-- SHORT EXERCISE --
Reproduce each of the following items word for word, leaving out the pictures.

** Begin EXERCISE INPUTS **

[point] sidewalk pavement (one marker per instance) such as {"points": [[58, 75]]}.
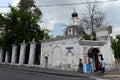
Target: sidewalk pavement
{"points": [[37, 69]]}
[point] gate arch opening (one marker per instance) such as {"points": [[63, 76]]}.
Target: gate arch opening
{"points": [[94, 54]]}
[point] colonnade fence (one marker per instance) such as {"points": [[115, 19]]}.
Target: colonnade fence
{"points": [[22, 54]]}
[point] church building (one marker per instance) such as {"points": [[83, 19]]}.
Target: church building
{"points": [[63, 53]]}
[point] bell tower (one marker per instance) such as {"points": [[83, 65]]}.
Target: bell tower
{"points": [[75, 18]]}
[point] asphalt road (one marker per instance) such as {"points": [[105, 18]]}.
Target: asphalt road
{"points": [[12, 74]]}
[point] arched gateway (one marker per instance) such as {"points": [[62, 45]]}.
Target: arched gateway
{"points": [[95, 54]]}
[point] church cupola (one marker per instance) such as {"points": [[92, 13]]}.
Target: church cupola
{"points": [[75, 18]]}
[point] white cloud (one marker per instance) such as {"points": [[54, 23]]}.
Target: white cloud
{"points": [[115, 31], [51, 25], [15, 2]]}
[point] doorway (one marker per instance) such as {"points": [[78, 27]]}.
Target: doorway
{"points": [[46, 62], [94, 53]]}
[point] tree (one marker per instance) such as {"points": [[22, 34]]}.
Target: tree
{"points": [[116, 47], [21, 23], [93, 18]]}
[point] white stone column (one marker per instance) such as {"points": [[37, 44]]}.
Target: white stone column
{"points": [[32, 52], [1, 55], [6, 57], [14, 49], [22, 53]]}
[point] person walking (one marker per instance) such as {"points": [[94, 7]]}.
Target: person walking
{"points": [[80, 66], [102, 66], [91, 64]]}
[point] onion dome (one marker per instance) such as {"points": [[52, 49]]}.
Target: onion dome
{"points": [[74, 14]]}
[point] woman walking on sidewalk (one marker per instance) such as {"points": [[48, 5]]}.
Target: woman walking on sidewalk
{"points": [[102, 66]]}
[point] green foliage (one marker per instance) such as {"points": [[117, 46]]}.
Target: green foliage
{"points": [[116, 47], [21, 23]]}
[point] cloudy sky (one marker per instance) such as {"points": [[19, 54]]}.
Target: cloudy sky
{"points": [[56, 18]]}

** End EXERCISE INPUTS **

-- ANSWER --
[point] sidewalk pavement (one marker per instance) such as {"points": [[58, 75]]}.
Target: sidewalk pavement
{"points": [[37, 69]]}
[point] gate arch opening (one marker per instance) such as {"points": [[63, 76]]}.
Target: gate arch opening
{"points": [[94, 54]]}
[point] colonnade fence (one marker per instance) such as {"points": [[115, 19]]}.
Target: colonnade fence
{"points": [[22, 54]]}
[point] church building (one marker per instance) such as {"points": [[83, 19]]}.
Target: church building
{"points": [[63, 53]]}
[point] bell tower (one marker per instance) such as {"points": [[83, 65]]}.
Target: bell tower
{"points": [[75, 18]]}
[point] asphalt road (one marker per instance) such as {"points": [[105, 18]]}.
Target: asphalt road
{"points": [[12, 74]]}
[point] arched gateway (one marker per instance) such as {"points": [[62, 45]]}.
Target: arched gateway
{"points": [[95, 54]]}
[point] church cupola (one marker per instance) such as {"points": [[92, 13]]}.
Target: church cupola
{"points": [[75, 18]]}
[point] white cloud (one marker per instance) such as {"points": [[54, 23]]}.
Target: white cloud
{"points": [[115, 31], [51, 25], [15, 2]]}
[point] doorway (one marker per instance) such as {"points": [[78, 27]]}.
Target: doorway
{"points": [[46, 62], [94, 53]]}
[point] tree (one marker per instance) such as {"points": [[22, 34]]}.
Target: tree
{"points": [[116, 47], [21, 23], [93, 18]]}
[point] white stone column (one marker per instance) such as {"points": [[37, 44]]}.
Target: white stone column
{"points": [[32, 52], [1, 55], [6, 57], [14, 49], [22, 53]]}
[point] person walking (one marker per instance) such as {"points": [[94, 7]]}.
Target: person walking
{"points": [[80, 66], [102, 66], [91, 64]]}
[point] onion dome (one marker per instance) such as {"points": [[52, 49]]}.
Target: onion dome
{"points": [[74, 14]]}
[point] woman walking on sidewalk (one marker per instance) such as {"points": [[48, 5]]}.
Target: woman walking on sidewalk
{"points": [[102, 66]]}
[point] green foliage (one marker per instance) such as {"points": [[117, 46]]}.
Target: green foliage
{"points": [[116, 47], [21, 23]]}
[point] cloudy sky (one marker per instance) such as {"points": [[19, 54]]}.
Target: cloudy sky
{"points": [[56, 18]]}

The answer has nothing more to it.